### 演習の目的
遺族厚生年金についての文章から、「遺族厚生年金は、一般的に会社」を含む語句で始まり「条件は下記の通りになります。」で終わる部分を、一字も変えずに出力してください。

### 文書の抜粋
:::

遺族厚生年金は、一般的に会社員の夫が死亡したときに妻が受け取れる年金として知られていますが、妻に限らず他の親族であっても受け取れる可能性があります。ただし、手続きをしなければ受け取れないので、万が一のためにいつから誰が受け取れるという受給条件を知っておくことが重要です。
本記事では、遺族厚生年金の概要や受給対象者と手続きから受け取るまでの流れ、関連する制度などについて解説します。
遺族厚生年金とは
遺族厚生年金とは、基本的には厚生年金に加入している被保険者が死亡した場合に、遺族が受給できる年金のことです。遺族厚生年金の受給要件となる条件は下記の通りになります。

:::

[データソースの項目]
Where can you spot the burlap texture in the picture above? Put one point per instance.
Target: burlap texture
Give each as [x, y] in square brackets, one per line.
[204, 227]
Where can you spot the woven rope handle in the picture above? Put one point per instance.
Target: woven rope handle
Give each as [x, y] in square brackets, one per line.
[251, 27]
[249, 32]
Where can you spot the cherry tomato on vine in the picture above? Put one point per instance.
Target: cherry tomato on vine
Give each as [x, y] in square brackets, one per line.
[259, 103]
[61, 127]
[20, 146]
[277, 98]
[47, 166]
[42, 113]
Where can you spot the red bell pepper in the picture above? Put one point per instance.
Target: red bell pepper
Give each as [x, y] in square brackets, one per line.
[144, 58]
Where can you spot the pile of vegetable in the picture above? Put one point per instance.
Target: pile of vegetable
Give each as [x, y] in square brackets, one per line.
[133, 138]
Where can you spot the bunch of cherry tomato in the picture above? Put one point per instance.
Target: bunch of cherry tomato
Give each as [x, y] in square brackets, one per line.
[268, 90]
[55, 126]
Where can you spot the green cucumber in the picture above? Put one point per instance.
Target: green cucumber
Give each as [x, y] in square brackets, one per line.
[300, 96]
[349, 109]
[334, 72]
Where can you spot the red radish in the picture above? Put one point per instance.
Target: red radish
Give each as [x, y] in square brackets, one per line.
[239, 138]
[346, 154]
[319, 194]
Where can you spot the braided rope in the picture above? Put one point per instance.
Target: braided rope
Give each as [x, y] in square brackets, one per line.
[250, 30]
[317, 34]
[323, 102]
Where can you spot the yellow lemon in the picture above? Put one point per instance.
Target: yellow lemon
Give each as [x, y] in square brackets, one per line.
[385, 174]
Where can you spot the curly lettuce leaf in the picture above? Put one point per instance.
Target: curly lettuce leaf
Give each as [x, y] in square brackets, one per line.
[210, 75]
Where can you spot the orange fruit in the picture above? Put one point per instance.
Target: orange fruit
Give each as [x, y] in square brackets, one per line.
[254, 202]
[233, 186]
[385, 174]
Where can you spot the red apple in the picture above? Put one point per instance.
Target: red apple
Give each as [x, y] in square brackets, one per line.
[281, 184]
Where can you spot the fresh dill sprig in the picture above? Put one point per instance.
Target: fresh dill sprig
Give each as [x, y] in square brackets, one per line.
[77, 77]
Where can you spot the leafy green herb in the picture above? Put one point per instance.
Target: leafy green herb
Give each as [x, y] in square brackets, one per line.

:::

### 課題の結果
遺族厚生年金は、一般的に会社員の夫が死亡したときに妻が受け取れる年金として知られていますが、妻に限らず他の親族であっても受け取れる可能性があります。ただし、手続きをしなければ受け取れないので、万が一のためにいつから誰が受け取れるという受給条件を知っておくことが重要です。
本記事では、遺族厚生年金の概要や受給対象者と手続きから受け取るまでの流れ、関連する制度などについて解説します。
遺族厚生年金とは
遺族厚生年金とは、基本的には厚生年金に加入している被保険者が死亡した場合に、遺族が受給できる年金のことです。遺族厚生年金の受給要件となる条件は下記の通りになります。